Dataset entries ▸

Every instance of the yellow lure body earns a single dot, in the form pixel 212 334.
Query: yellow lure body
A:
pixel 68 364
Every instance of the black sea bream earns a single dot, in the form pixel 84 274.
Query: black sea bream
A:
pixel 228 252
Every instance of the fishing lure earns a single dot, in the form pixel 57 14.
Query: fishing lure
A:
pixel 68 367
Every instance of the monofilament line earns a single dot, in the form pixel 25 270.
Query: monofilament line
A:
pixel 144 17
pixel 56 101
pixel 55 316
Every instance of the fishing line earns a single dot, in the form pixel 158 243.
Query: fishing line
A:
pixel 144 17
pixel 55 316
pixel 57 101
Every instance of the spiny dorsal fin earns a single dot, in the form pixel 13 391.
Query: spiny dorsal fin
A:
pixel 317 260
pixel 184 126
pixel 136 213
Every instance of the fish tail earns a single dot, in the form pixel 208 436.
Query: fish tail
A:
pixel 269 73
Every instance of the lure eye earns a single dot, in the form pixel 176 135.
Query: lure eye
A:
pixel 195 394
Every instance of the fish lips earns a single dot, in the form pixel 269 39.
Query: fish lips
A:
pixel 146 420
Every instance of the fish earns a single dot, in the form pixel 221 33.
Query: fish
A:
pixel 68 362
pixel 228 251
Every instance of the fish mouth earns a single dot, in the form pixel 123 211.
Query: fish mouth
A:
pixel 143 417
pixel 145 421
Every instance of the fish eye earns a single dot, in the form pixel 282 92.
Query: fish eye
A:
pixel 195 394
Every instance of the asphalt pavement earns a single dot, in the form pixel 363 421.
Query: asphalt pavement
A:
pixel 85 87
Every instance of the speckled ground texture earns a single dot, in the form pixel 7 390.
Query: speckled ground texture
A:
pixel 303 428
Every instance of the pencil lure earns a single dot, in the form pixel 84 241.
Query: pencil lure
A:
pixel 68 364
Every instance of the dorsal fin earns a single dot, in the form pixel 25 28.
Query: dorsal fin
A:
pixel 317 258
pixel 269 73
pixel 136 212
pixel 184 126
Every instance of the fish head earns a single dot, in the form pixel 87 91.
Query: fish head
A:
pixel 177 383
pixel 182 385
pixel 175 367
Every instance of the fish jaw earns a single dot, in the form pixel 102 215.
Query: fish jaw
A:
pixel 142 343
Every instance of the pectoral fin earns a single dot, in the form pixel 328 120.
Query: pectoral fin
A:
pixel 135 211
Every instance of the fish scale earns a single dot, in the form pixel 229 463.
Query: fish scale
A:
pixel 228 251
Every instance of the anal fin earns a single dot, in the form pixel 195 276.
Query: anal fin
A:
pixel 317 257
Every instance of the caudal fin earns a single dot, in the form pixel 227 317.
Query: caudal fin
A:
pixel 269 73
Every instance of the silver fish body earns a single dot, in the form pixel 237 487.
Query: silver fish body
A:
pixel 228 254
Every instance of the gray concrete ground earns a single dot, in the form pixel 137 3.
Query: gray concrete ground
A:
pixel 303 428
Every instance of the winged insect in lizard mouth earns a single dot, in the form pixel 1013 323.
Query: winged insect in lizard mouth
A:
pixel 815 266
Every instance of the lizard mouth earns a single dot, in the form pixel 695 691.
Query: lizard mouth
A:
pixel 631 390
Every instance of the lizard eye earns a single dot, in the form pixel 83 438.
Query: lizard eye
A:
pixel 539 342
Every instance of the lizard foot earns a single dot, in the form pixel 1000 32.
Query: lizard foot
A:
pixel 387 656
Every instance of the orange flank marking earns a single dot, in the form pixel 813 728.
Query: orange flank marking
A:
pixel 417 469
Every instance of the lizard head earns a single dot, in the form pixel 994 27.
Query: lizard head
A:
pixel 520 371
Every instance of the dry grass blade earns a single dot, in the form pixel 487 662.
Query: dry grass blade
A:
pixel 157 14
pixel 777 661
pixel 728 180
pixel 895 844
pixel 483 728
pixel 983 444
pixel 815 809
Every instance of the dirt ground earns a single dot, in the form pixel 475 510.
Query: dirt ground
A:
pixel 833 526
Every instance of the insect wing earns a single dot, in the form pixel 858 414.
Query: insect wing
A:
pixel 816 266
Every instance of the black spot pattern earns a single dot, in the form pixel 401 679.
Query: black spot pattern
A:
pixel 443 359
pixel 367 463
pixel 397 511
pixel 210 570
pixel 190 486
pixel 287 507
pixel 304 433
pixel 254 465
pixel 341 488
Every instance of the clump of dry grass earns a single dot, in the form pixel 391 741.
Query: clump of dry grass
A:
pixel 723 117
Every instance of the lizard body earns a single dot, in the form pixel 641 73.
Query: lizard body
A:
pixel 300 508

Exercise ▸ Please write out, word for word, the stretch of the records above from the line containing "Every instance of the fish eye" through the line containing "pixel 228 254", including both of those lines. Give only those lines.

Task solution ▸
Every instance of the fish eye earns a single dot, in the form pixel 282 92.
Query: fish eye
A:
pixel 195 394
Every instance of the asphalt pavement earns a single dot, in the form pixel 363 421.
Query: asphalt pavement
A:
pixel 85 87
Every instance of the speckled ground texture earns a single dot, in the form pixel 7 390.
Query: speckled ground texture
A:
pixel 303 428
Every instance of the pencil lure earns a single dot, in the form pixel 84 241.
Query: pencil lure
A:
pixel 68 364
Every instance of the dorsal fin earns a single dot, in the form pixel 25 28.
Query: dorsal fin
A:
pixel 317 258
pixel 269 73
pixel 136 212
pixel 184 126
Every instance of the fish head earns a single dot, in the form pixel 87 91.
Query: fish head
A:
pixel 177 383
pixel 182 385
pixel 175 367
Every instance of the fish jaw earns a single dot, in the form pixel 102 215.
Query: fish jaw
A:
pixel 142 343
Every instance of the pectoral fin earns a single dot, in the form pixel 328 120.
Query: pectoral fin
A:
pixel 135 211
Every instance of the fish scale earns a single dot, in the form pixel 229 463.
Query: fish scale
A:
pixel 228 251
Every instance of the anal fin earns a single dot, in the form pixel 195 276.
Query: anal fin
A:
pixel 317 257
Every instance of the caudal fin earns a single dot, in the form pixel 227 317.
Query: caudal fin
A:
pixel 269 73
Every instance of the silver fish body earns a single dot, in the form pixel 237 487.
Query: silver fish body
A:
pixel 228 254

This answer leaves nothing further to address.